EXERCISE PROMPT
Copy the data below word for word, from its first line through the line containing "x=502 y=326".

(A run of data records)
+++

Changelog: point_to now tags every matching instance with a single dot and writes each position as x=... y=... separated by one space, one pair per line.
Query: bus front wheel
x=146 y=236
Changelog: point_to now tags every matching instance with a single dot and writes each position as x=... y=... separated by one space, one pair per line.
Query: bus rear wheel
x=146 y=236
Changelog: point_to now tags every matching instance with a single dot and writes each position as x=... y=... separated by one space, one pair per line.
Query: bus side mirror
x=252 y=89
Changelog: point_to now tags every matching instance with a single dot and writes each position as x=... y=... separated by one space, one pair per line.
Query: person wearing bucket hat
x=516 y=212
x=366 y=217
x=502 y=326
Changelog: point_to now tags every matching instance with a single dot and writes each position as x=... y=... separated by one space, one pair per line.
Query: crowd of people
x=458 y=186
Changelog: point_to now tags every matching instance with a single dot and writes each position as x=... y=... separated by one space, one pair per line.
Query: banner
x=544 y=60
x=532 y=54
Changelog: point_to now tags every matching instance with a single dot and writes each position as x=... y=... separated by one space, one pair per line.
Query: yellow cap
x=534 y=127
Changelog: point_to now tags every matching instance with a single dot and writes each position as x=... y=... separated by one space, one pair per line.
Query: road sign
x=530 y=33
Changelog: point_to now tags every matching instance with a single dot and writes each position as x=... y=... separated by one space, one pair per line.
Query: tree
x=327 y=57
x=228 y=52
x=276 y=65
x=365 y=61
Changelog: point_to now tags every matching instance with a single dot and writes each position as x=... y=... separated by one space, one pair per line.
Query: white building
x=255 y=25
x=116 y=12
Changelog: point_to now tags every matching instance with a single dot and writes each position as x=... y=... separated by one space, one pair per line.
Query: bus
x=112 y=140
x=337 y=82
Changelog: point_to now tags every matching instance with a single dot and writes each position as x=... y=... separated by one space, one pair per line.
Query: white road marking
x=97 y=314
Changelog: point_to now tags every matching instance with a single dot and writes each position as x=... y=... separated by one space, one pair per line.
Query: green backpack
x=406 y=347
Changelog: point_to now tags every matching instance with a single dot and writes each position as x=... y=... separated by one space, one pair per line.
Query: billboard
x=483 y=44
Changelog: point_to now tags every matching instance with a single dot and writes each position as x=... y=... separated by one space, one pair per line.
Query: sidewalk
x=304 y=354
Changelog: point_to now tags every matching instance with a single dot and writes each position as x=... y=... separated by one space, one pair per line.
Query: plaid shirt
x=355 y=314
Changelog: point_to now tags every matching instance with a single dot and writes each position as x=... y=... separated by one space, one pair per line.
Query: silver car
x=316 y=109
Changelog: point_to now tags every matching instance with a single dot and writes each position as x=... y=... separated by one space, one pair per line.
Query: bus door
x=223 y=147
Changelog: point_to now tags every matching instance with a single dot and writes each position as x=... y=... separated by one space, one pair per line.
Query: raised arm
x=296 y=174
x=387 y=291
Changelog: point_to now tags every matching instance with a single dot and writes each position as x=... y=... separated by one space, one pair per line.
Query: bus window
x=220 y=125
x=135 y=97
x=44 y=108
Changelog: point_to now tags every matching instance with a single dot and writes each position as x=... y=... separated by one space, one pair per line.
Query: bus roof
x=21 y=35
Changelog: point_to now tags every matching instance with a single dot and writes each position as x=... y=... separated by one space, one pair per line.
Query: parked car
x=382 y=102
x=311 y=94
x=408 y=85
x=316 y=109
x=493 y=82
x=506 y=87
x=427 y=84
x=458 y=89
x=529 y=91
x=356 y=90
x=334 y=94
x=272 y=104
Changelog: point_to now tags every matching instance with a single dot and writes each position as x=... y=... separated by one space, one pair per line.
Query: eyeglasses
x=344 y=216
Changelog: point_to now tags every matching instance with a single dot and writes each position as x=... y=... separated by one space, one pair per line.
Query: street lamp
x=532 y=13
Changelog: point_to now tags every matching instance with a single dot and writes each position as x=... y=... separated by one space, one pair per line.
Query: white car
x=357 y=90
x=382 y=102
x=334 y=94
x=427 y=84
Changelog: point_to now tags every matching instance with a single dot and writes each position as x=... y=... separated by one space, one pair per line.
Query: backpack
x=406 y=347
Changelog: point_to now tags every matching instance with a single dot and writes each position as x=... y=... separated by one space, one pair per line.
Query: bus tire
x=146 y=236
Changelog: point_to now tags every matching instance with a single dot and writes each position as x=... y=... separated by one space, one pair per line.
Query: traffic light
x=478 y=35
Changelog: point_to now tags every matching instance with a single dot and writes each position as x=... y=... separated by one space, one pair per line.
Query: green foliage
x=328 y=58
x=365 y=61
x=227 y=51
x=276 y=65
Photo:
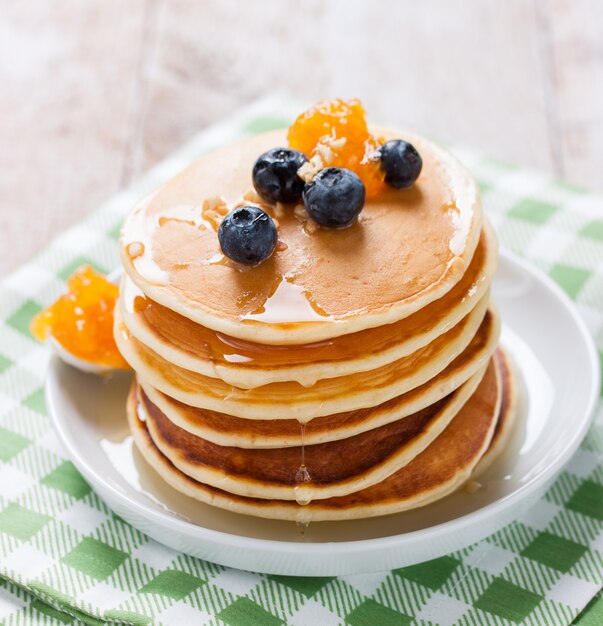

+++

FINISHED EXERCISE
Changelog: point_to now tags every matching instance with a single dot and writes each position as x=... y=... separated by one space, one pair per line.
Query: bus front wheel
x=146 y=236
Changelog: point_to now tags every matching instance with a single dot and writes each position as x=... y=... separated by one space, one pair per line.
Query: bus rear wheel
x=146 y=236
Changelog: point_to now tags every matching instance with a single dot and writes each position as x=... y=... separated by one space, one pair per line.
Query: bus side mirror
x=252 y=89
Changelog: point_to now tags every matching instance with a single dot and writes each position as x=... y=... separated by one space, one pair per line.
Query: person wearing bucket hat
x=516 y=212
x=366 y=217
x=502 y=326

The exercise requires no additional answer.